- _AIM OF THE TASK_:
Every line of the material below in which "positive" shows up is to be located and copied.

[Start of Attachment]

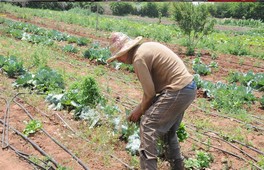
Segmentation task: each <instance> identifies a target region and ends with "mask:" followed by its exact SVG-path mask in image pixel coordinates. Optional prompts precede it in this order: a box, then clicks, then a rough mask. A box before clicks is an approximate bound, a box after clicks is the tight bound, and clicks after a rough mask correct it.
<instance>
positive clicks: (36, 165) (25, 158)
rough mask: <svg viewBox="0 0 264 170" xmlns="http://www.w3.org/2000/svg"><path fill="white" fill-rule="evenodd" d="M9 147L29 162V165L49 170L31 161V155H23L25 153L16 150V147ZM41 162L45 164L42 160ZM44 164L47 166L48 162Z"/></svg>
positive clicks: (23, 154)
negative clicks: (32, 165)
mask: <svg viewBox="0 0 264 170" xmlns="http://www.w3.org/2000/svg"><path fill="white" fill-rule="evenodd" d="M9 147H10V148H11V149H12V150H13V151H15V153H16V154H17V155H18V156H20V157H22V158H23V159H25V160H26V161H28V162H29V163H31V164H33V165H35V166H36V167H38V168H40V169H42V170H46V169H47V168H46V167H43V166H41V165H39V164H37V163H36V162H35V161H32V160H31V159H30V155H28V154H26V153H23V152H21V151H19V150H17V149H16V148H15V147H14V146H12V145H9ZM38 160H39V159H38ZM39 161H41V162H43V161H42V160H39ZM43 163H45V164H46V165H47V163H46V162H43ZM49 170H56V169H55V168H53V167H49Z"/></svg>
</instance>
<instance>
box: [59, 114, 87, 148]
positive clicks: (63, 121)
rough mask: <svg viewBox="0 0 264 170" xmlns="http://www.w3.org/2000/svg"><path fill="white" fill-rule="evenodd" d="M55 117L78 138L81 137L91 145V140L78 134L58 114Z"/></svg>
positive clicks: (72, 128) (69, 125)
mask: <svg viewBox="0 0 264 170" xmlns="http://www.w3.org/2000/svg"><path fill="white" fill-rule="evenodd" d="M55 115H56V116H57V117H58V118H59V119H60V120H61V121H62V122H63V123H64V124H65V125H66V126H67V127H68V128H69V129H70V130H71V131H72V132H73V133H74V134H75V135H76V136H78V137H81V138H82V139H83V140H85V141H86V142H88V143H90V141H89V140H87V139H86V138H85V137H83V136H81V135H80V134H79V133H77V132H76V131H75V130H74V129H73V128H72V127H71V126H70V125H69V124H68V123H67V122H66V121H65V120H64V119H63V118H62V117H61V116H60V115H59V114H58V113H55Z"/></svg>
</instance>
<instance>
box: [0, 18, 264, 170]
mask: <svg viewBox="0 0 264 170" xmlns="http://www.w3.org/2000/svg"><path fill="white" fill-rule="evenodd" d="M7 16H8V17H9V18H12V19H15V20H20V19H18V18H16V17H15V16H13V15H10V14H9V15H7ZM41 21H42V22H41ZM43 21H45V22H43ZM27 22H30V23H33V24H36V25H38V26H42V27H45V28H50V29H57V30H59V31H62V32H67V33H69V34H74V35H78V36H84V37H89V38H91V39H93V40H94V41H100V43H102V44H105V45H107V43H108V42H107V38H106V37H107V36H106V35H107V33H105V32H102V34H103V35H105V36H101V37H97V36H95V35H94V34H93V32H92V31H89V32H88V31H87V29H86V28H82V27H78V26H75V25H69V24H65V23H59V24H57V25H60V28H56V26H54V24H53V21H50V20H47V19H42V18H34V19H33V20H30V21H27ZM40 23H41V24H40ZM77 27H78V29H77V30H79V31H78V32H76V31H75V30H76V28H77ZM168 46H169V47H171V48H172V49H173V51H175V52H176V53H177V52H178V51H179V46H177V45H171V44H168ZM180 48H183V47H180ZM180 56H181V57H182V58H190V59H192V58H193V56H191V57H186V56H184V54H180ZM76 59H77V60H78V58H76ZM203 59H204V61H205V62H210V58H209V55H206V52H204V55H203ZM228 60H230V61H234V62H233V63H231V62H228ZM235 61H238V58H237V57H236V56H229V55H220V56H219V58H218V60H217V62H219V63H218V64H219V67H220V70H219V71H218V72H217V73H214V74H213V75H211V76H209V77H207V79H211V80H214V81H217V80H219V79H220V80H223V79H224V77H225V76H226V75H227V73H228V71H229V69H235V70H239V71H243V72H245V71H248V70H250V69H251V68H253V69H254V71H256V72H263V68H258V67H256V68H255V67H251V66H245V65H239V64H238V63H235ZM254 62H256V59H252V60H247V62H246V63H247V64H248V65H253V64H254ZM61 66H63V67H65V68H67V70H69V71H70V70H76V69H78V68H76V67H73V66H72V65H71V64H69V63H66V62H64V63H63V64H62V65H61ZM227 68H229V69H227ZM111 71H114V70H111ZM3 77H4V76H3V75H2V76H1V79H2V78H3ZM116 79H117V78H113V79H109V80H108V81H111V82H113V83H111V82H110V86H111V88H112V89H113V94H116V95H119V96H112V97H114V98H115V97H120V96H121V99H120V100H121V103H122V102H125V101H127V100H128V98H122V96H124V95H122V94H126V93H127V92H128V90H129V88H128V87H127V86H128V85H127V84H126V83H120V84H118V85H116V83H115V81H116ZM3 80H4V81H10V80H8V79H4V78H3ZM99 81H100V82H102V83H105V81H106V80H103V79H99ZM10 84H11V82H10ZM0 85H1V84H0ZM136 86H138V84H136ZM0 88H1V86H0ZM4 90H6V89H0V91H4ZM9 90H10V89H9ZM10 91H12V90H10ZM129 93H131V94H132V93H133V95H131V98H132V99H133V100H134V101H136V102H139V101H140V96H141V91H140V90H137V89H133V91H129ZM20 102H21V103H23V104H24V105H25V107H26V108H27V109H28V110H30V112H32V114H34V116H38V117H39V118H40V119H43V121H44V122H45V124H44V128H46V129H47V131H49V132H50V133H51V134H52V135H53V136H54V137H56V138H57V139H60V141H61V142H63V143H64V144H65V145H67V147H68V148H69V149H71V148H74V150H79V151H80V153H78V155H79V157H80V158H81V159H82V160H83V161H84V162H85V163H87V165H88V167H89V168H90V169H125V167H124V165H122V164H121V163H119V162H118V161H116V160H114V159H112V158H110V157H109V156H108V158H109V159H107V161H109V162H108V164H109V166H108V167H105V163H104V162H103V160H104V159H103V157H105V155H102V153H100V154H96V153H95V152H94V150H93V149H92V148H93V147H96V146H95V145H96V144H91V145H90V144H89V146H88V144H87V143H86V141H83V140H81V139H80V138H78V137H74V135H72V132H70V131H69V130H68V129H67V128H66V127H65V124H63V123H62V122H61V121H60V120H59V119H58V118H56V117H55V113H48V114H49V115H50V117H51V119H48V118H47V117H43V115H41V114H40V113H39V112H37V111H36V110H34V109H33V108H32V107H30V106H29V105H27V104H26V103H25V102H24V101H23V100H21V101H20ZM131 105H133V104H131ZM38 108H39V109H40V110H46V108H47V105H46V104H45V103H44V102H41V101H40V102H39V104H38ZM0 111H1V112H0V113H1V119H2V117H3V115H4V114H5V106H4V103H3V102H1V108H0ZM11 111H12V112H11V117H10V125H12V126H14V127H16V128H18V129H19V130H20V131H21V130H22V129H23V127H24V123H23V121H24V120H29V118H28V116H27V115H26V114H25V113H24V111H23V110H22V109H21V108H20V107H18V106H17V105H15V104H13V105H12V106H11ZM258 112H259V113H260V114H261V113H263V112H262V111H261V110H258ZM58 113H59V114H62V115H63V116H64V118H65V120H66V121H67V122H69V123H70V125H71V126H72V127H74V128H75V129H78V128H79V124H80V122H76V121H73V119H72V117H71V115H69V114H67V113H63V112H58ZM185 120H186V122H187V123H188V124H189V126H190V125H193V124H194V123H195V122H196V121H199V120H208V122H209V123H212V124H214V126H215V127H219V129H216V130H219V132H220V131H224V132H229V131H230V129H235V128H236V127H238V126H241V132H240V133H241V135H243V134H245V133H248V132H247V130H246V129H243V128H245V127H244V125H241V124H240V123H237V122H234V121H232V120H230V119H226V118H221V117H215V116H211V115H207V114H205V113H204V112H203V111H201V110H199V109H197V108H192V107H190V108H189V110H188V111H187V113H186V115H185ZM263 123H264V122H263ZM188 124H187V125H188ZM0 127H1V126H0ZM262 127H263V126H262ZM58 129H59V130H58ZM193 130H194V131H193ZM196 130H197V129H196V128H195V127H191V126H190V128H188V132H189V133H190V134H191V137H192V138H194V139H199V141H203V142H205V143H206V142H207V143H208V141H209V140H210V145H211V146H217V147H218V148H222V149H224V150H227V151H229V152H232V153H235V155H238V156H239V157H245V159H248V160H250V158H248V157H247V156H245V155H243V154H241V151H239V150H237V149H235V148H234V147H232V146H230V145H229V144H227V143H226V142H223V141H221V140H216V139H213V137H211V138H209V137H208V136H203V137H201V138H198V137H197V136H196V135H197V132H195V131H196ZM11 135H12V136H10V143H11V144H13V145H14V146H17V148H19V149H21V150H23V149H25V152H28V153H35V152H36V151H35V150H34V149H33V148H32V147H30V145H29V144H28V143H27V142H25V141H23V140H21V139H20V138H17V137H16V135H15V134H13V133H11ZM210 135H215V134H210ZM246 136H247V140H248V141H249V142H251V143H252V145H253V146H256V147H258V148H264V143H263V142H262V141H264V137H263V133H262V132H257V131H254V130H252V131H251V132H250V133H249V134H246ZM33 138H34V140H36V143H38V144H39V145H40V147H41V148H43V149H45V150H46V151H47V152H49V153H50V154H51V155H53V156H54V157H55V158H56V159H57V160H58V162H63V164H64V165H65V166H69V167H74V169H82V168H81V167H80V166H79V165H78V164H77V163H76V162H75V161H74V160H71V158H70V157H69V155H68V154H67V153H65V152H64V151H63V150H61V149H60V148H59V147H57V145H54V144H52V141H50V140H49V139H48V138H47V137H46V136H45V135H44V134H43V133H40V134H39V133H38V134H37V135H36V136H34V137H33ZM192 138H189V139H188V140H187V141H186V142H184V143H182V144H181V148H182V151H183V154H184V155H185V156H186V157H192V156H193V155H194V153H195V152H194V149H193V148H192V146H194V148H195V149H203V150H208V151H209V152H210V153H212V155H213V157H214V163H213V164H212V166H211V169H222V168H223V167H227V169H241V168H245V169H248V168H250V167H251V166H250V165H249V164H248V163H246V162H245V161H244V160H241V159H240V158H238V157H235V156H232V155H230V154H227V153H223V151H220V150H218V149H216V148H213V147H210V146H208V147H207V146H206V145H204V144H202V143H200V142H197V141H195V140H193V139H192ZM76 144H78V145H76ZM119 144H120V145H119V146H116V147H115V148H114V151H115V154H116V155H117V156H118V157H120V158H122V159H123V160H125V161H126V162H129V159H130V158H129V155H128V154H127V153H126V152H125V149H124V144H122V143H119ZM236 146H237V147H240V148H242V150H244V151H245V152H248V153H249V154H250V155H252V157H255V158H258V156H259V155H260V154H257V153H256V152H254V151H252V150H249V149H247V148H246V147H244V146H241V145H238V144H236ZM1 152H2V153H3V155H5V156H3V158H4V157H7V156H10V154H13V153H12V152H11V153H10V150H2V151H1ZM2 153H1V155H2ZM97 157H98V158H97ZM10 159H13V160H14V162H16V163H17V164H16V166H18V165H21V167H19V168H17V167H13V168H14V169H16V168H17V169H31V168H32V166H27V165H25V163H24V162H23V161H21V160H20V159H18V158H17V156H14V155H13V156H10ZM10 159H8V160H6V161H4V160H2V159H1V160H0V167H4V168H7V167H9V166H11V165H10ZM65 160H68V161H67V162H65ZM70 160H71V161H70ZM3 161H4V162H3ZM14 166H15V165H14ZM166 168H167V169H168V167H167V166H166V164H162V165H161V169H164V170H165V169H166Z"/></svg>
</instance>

[End of Attachment]

- _REPLY_:
positive clicks: (36, 165) (25, 158)
positive clicks: (23, 154)
positive clicks: (63, 121)
positive clicks: (72, 128) (69, 125)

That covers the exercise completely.